PROBLEM REQUIREMENTS. Output the material beneath this task exactly, images excluded.

[Collected data]
▽

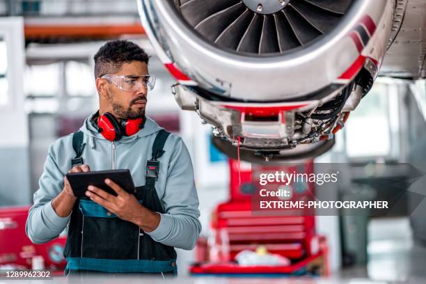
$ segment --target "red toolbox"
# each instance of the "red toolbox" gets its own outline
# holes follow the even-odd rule
[[[46,244],[33,244],[25,234],[29,208],[0,207],[0,267],[31,269],[33,258],[41,256],[46,269],[62,273],[66,266],[63,258],[66,236]]]
[[[316,235],[315,216],[284,216],[274,212],[267,215],[253,214],[251,167],[243,166],[239,173],[237,162],[230,160],[230,200],[219,204],[213,212],[212,232],[210,237],[198,240],[197,262],[191,267],[191,273],[226,276],[328,274],[326,239]],[[298,171],[313,172],[313,161],[299,166]],[[312,184],[305,186],[309,190],[298,191],[300,194],[313,191],[310,188]],[[240,266],[235,261],[239,252],[254,251],[260,246],[270,253],[290,259],[291,265]]]

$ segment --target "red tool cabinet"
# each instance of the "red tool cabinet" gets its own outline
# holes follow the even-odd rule
[[[191,273],[193,275],[278,276],[328,274],[326,240],[315,232],[314,214],[286,216],[278,212],[277,214],[269,212],[267,215],[253,213],[251,168],[243,165],[239,172],[236,161],[230,160],[229,165],[230,199],[217,205],[213,212],[212,233],[208,238],[198,240],[196,247],[196,262],[191,267]],[[266,171],[267,168],[261,170]],[[291,172],[296,168],[284,168]],[[298,166],[296,170],[313,173],[313,162],[308,161],[303,166]],[[308,190],[293,191],[299,195],[313,192],[313,184],[304,186]],[[260,246],[266,247],[269,253],[289,258],[291,265],[248,267],[239,266],[235,261],[239,251],[255,251]]]
[[[66,266],[63,258],[66,236],[46,244],[33,244],[25,234],[29,208],[0,207],[0,267],[31,269],[33,258],[41,256],[46,269],[52,274],[62,274]]]

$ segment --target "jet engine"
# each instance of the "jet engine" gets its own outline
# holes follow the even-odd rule
[[[180,108],[231,157],[315,157],[371,88],[391,0],[139,0]]]

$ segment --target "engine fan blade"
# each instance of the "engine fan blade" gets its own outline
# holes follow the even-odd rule
[[[281,14],[281,15],[280,15]],[[276,26],[276,33],[278,35],[278,46],[281,52],[292,49],[301,45],[288,21],[282,13],[274,15],[275,24]]]
[[[326,33],[334,29],[341,17],[337,14],[318,9],[308,2],[294,1],[290,5],[301,17],[322,33]]]
[[[300,1],[300,0],[299,0]],[[323,10],[345,14],[352,3],[353,0],[303,0]]]
[[[263,28],[260,36],[260,45],[259,54],[279,52],[278,37],[276,36],[276,26],[274,16],[263,16]]]
[[[195,27],[196,31],[207,39],[214,41],[238,17],[246,10],[242,3],[239,3],[203,19]]]
[[[189,0],[180,6],[180,13],[192,26],[215,13],[221,11],[238,3],[239,0]]]
[[[297,39],[303,45],[315,39],[322,35],[322,33],[313,26],[309,22],[301,17],[294,8],[287,7],[285,10],[282,10],[288,20],[293,32]]]
[[[232,22],[225,30],[219,35],[214,43],[223,47],[228,47],[237,50],[238,43],[244,35],[244,32],[250,24],[253,14],[246,9],[238,18]]]
[[[259,43],[260,42],[260,36],[262,35],[262,17],[255,14],[250,22],[250,25],[238,44],[237,51],[256,54],[259,52]]]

△

SOLUTION TO THE EXERCISE.
$ segment --target "red toolbox"
# each instance of the "red toolbox" gets its own outline
# holes follow the even-odd rule
[[[46,244],[33,244],[25,234],[29,208],[0,207],[0,267],[31,269],[33,258],[41,256],[46,269],[62,273],[66,266],[63,258],[66,236]]]
[[[316,235],[315,216],[284,216],[274,212],[267,215],[253,214],[251,167],[243,166],[239,173],[237,162],[230,160],[230,200],[219,204],[213,212],[212,232],[210,237],[198,240],[197,262],[191,267],[191,273],[226,276],[328,274],[326,239]],[[298,171],[313,172],[313,161],[299,166]],[[312,184],[305,186],[309,190],[298,191],[300,194],[313,191],[310,188]],[[240,266],[235,261],[239,252],[254,251],[260,246],[270,253],[290,259],[291,265]]]

$ segment --target "red tool cabinet"
# each instance of the "red tool cabinet" gets its own outline
# holes follow the even-odd rule
[[[191,273],[193,275],[278,276],[328,274],[326,240],[315,232],[314,214],[286,216],[278,212],[277,214],[269,212],[267,215],[253,213],[251,168],[243,165],[239,172],[236,161],[230,160],[229,165],[230,199],[217,205],[213,212],[212,233],[208,238],[198,240],[196,247],[196,262],[191,267]],[[266,171],[267,168],[261,170]],[[291,172],[296,168],[284,168]],[[298,166],[296,170],[313,173],[313,162],[308,161],[303,166]],[[308,190],[293,191],[299,195],[313,192],[313,184],[304,186]],[[260,246],[266,247],[269,253],[289,258],[291,265],[248,267],[239,266],[235,261],[239,251],[255,251]]]
[[[66,266],[63,258],[66,236],[46,244],[33,244],[25,234],[29,208],[0,207],[0,267],[31,269],[33,258],[41,256],[46,269],[52,274],[62,274]]]

$ segment --target "jet engine"
# each instance of the "jet engine" gets its own outline
# holes follow the even-odd rule
[[[180,108],[231,157],[315,157],[371,88],[391,0],[139,0]]]

$ segment --target "engine fan blade"
# each instance of the "engine fan blade" gets its own outline
# holes follow the even-odd rule
[[[281,14],[281,15],[280,15]],[[276,26],[276,33],[278,35],[278,46],[281,52],[292,49],[301,45],[288,21],[282,13],[274,15],[275,24]]]
[[[326,33],[334,29],[341,17],[337,14],[318,9],[308,2],[294,1],[290,5],[301,17],[322,33]]]
[[[300,1],[300,0],[299,0]],[[323,10],[345,14],[352,3],[353,0],[303,0]]]
[[[263,28],[260,36],[260,45],[259,54],[279,52],[278,37],[276,36],[276,26],[274,16],[263,16]]]
[[[195,27],[196,31],[207,39],[214,41],[238,17],[246,10],[242,3],[239,3],[203,19]]]
[[[189,0],[180,6],[180,13],[192,26],[215,13],[221,11],[238,3],[239,0]]]
[[[297,39],[303,45],[315,39],[322,35],[322,33],[313,26],[309,22],[301,17],[294,8],[287,7],[285,10],[282,10],[288,20],[293,32]]]
[[[232,22],[225,30],[219,35],[214,43],[223,47],[228,47],[237,50],[238,43],[244,35],[244,32],[250,24],[253,14],[246,9],[238,18]]]
[[[259,43],[260,42],[260,36],[262,35],[262,17],[255,14],[250,22],[250,25],[238,44],[237,51],[256,54],[259,52]]]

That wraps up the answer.